▸ PROBLEM SET:
1. Answer these questions using the ML2P passage:
(a) In what unit will the program take its granular measurements?
(b) In the unmanned aerial system application, what may be acceptable in exchange for increased range?
(c) On what date were the Q&As updated?
2. Print the portion of the ML2P passage that begins at the words "Additionally, ML2P will" and ends after "a larger project?".
3. Proceed with the ML2P passage, starting after its last sentence.

▸ PASSAGE SHOWN:
For example, the Department of Defense would benefit from new solutions for power-constrained edge computing, where the total power for an unmanned aerial system (UAS) mission must be shared across all vital functions. In the UAS application, a slight predicted degradation in performance may be acceptable in exchange for increased range to complete a mission.

Mapping Machine Learning to Physics (ML2P) aims to increase the military’s ability to adapt ML on the battlefield by providing energy-aware ML and enabling the strategic use of limited power resources.

The program will map ML efficiency to physics by using precise (forensic) granular measurements in joules (J), which ensures metrics are directly comparable across hardware architectures from analog to photonic computing. ML2P will construct energy-aware ML optimized for power (J) and performance for a given task (e.g., clustering, classification) and candidate hardware for the life cycle of the model by exploring two prerequisite areas:

  • Develop objective functions that are optimal, feasible, and provide the desired trade-off for power and performance for a diversity of objective functions and a given application (e.g., data, task, and hardware), enabling energy-aware ML construction.
  • Discover the power-performance interactions between local optimizations via capturing the energy semantics of ML and enabling optimization of the non-convex, energy-aware ML problem. Simply put, the program will first document how local optimizations interact, then optimize for a given point in the model’s life cycle to illuminate the optimal energy-aware ML solution.  

We’ll ask ML2P performers to look at a wide range of modeling, including generative, classification, clustering, etc., to maximize their utility in the future. 

Additionally, ML2P will enable academia to continue open-source research and the defense industrial base to transition ML2P into specific edge applications.

Q&As

Updated Oct. 14, 2025

Scope and Alignment with Program Objective

Q: How would you react to an abstract that does not address the full scope of the call, but focuses on what could be a component in a larger project? 
A: In accordance with Attachment A1, proposers should include all information in the template to constitute a fully conforming abstract submission. Abstracts that fail to address the content requirements of Attachment A1 may be found less favorable (weaknesses, significant weaknesses) during the evaluation process described in 6.3 of the solicitation.

Q: Assuming sufficient proof of concept, is the following out of scope for ML2P: Developing new AI/ML technology that natively runs on very low power devices so that technology can also perform regression, classification, clustering, etc.; and can be benchmarked/mapped in.

▸ STORED DATA:
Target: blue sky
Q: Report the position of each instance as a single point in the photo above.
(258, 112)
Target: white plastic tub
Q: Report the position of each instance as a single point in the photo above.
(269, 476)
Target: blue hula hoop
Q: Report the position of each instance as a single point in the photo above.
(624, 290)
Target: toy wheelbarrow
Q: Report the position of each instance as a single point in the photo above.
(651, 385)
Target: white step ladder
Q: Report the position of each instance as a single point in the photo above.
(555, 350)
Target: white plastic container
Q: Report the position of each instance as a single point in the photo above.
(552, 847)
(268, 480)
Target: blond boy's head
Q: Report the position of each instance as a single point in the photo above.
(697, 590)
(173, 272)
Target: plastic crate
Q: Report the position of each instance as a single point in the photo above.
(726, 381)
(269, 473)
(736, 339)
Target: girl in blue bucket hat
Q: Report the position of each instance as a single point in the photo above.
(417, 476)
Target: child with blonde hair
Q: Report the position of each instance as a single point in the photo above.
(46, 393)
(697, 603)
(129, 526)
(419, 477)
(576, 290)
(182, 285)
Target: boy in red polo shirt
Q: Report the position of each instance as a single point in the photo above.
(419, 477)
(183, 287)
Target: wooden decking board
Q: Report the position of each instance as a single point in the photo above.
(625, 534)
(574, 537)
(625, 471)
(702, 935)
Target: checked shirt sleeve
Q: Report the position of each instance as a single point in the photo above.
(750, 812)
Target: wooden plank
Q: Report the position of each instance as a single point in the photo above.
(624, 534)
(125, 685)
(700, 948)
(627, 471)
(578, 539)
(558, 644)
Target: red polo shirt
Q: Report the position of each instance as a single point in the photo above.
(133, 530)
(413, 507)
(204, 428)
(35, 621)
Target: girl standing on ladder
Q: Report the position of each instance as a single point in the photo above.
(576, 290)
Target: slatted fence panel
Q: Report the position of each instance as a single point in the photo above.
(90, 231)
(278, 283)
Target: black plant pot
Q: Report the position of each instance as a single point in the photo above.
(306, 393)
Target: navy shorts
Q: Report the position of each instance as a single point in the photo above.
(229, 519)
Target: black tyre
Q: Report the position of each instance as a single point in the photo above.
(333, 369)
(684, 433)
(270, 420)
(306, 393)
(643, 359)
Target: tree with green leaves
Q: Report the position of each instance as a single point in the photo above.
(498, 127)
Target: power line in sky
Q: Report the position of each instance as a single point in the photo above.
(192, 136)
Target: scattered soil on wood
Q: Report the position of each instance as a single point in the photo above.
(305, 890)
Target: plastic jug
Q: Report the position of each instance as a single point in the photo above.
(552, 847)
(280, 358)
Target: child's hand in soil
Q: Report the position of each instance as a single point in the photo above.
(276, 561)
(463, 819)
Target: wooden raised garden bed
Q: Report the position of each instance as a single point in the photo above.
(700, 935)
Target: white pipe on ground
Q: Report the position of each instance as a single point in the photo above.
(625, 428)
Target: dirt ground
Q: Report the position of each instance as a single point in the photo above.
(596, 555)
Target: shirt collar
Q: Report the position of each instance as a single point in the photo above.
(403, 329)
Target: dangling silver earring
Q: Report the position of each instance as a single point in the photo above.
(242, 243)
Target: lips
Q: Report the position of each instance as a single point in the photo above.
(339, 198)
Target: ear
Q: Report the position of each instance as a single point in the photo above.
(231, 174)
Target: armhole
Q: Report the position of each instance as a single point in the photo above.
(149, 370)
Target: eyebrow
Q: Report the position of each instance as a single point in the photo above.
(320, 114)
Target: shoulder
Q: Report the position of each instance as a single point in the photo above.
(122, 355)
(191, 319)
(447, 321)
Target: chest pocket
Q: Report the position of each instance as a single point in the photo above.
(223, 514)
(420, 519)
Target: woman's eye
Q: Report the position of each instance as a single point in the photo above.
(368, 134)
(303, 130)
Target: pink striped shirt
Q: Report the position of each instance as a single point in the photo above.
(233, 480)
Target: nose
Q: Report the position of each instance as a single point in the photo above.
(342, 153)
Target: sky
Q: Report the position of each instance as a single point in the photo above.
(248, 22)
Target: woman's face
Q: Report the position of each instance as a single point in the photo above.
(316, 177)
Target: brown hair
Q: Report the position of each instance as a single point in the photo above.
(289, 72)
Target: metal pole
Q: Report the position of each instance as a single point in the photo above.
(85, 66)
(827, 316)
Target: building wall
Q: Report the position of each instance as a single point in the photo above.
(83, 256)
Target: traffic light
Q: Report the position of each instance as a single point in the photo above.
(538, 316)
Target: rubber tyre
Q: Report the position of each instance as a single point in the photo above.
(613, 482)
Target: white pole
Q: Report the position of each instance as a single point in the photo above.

* * *

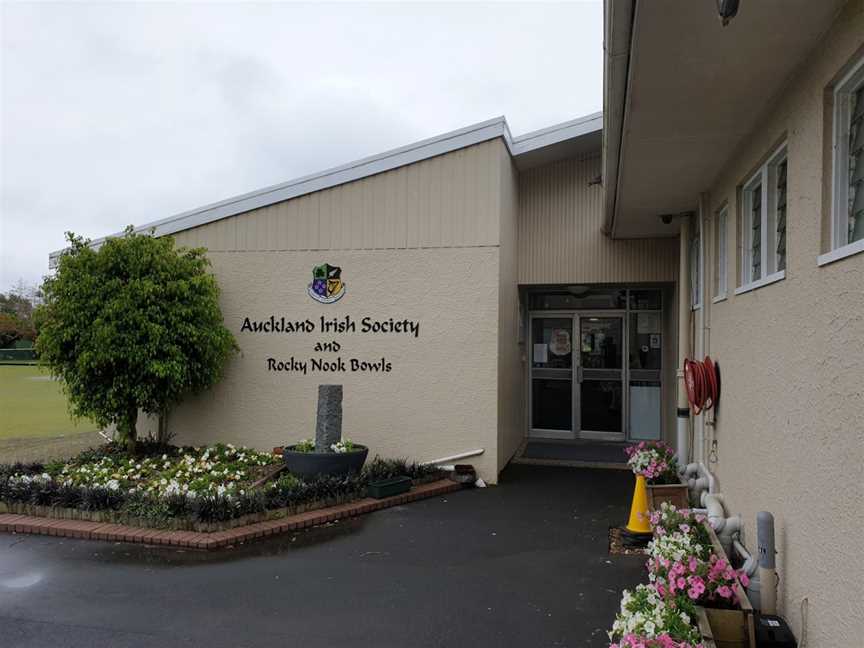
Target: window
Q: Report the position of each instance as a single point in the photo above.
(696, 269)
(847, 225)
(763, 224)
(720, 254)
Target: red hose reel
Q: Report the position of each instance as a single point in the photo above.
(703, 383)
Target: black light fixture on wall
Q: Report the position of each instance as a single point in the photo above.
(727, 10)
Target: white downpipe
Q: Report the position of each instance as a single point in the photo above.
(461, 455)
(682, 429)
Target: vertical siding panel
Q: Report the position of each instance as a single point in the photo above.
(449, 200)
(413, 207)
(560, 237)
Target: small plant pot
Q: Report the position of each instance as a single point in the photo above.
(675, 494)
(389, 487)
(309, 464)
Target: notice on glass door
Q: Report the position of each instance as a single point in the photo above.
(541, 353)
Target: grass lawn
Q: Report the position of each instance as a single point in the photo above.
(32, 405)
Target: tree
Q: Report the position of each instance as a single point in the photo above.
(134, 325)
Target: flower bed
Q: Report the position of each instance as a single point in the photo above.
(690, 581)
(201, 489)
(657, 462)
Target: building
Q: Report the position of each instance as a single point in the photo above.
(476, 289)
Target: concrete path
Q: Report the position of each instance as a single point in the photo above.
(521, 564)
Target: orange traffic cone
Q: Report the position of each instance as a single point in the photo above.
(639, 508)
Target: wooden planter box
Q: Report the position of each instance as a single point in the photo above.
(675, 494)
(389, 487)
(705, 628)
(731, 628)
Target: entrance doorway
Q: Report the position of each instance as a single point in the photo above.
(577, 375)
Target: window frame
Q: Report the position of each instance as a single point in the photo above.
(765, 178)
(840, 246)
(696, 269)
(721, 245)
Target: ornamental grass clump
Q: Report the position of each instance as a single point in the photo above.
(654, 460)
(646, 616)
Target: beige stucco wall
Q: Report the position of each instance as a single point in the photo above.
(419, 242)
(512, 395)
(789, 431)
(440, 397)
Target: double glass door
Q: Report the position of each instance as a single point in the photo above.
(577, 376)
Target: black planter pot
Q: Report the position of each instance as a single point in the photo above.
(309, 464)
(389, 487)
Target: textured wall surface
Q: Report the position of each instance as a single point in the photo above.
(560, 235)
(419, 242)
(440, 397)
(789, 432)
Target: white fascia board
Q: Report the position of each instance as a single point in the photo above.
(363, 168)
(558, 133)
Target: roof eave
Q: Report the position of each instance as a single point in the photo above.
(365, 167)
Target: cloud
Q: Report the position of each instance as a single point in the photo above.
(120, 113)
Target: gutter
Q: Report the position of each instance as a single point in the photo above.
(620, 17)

▸ OUTPUTS:
1.
(a) Joules (J).
(b) A slight predicted degradation in performance.
(c) Oct. 14, 2025.

2.
Additionally, ML2P will enable academia to continue open-source research and the defense industrial base to transition ML2P into specific edge applications.

Q&As

Updated Oct. 14, 2025

Scope and Alignment with Program Objective

Q: How would you react to an abstract that does not address the full scope of the call, but focuses on what could be a component in a larger project?

3.
A: The ML2P program aims to improve power consumption and performance of machine learning (ML) models by preserving local energy semantics and tuning energy-performance objective functions. ML2P will explore a set of multi-objective functions, balancing the trade-off of joules with performance, covering a range of common ML tasks. Technical solutions should design experiments and collect the energy semantics of machine learning (ES-ML) to discover interactions between upstream optimizations and their downstream effects. New AI/ML technology other than hardware is welcomed. Note that the ML2P program objective is producing code, algorithms and documentation; so new hardware is not in scope.

Q: Is developing novel low-power ML models in scope, or is ML2P singly focused on developing a rigorous power benchmarking/mapping technology for existing ML? 
A: ML2P is focused on the entire model pipeline: not just the model itself but data ingest and preparation, model building and evaluation, and inference. In particular, ML2P is not concerned with the power used by a single component, but rather the power used as a result of interactions between each step or component of the process.

Q: Is online learning in scope of the program or are only train-then-inference models of interest? 
A: Development teams may use any ML model or algorithm they choose, as long as they are able to capture the energy semantics of the entire ML pipeline (not just the energy used by the model).

Q: Regarding discovery of new energy efficient algorithms, are distributed multi-node algorithms (like branch-train-merge mentioned at proposers’ day) within scope? 
A: Development teams may use any machine learning model or algorithm they choose, as long as they are able to capture the energy semantics of the entire ML pipeline (not just the energy used by the model).

Q: My team was wondering if large language models were within scope for ML2P or whether other types of models (e.g., strictly classification or clustering models) were meant to be the focus? 
A: Development teams may use any machine learning model or algorithm they choose, as long as they are able to capture the energy semantics of the entire ML pipeline (not just the energy used by the model).

Q: We would like clarification on which software and hardware design/configuration variables fall within the scope of this program. Specifically, we are wondering whether different learning paradigms, such as distributed learning, federated learning, fine-tuning of pre-trained models, incremental learning, and prototype learning, are regarded as design variables subject to optimization. Given that these approaches exhibit distinct trade-offs between accuracy and energy consumption, it seems natural to consider and compare them within the ES-ML context. Furthermore, in the case of distributed or federated learning, should the energy costs associated with communication be explicitly included as part of the overall energy dissipation? 
A: The ML2P program seeks to optimize energy usage across the entire ML lifecycle, making all design decisions within the ML pipeline in scope. This includes software, hardware, training paradigms, and activities with inherent tradeoffs within the ML pipeline. Specific learning paradigms like distributed, federated, fine-tuning, incremental, and prototype learning can be considered as design variables, considering the trade-offs between accuracy and energy consumption. In distributed or federated learning, the energy costs associated with network communication must be explicitly included in the overall energy dissipation, reflecting the program's focus on energy efficiency throughout the ML lifecycle and across optimization considerations.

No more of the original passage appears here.